» GIVEN INSTRUCTION
In the commentary on parents and traditional sex roles, what attitudes about gender roles did the American Sociological Review study find most men and women ages 18 to 32 hold?

Begin SOURCE DOCUMENT

August 14, 2015 by Robert Franklin, Esq, Member, National Board of Directors, National Parents Organization
I don’t have a lot to add to what I’ve already said to the recent spate of articles that try and fail to understand the most obvious of things. Here’s the latest such (Boston Globe, 8/10/15). The various articles and the studies they refer to are all desperately trying to explain why, when people become parents, they tend to adopt traditional sex roles. These are people who, when asked their attitudes about gender roles, tend to swear allegiance to more recent norms.
These articles have certain things in common. They look askance at men/fathers for spending more time at work than they earlier said, they don’t ask why women/mothers have plugged into the traditional mother role and they search in the wrong place for the answer to what they consider a conundrum. The Globe article is more of the same.
Millennial dads want to play an equal role in child rearing. Really, they do.
They just aren’t.
The New York Times recently highlighted a study published in the American Sociological Review that found most men and women ages 18 to 32 have egalitarian attitudes about gender roles, across education and income levels. But these ideals come up against a hard reality when men actually have kids, the study found, with many fathers saying they’d be stigmatized for cutting back at work.
See what I mean? When there’s a child, there’s usually both a mother and a father who produced it, and they usually have some sort of relationship. And for every man who opts for doing the lion’s share of the paid work for the couple, there’s a woman who emphasizes motherhood over earning. They both fall into traditional sex roles, but articles like the Globe piece only look at what the men are doing.

End SOURCE DOCUMENT
Begin GIVEN DATA

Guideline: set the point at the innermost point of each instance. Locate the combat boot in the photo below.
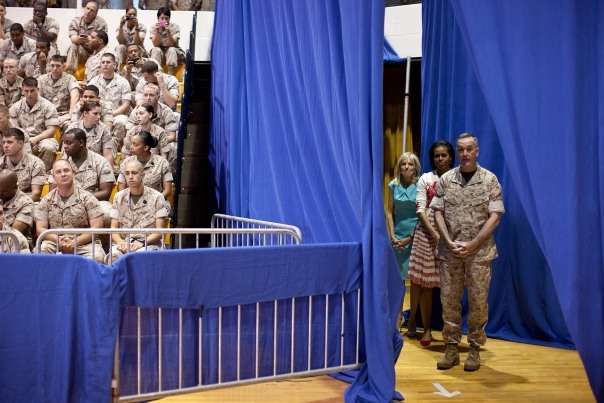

End GIVEN DATA

» OUTPUT
Egalitarian attitudes, across education and income levels.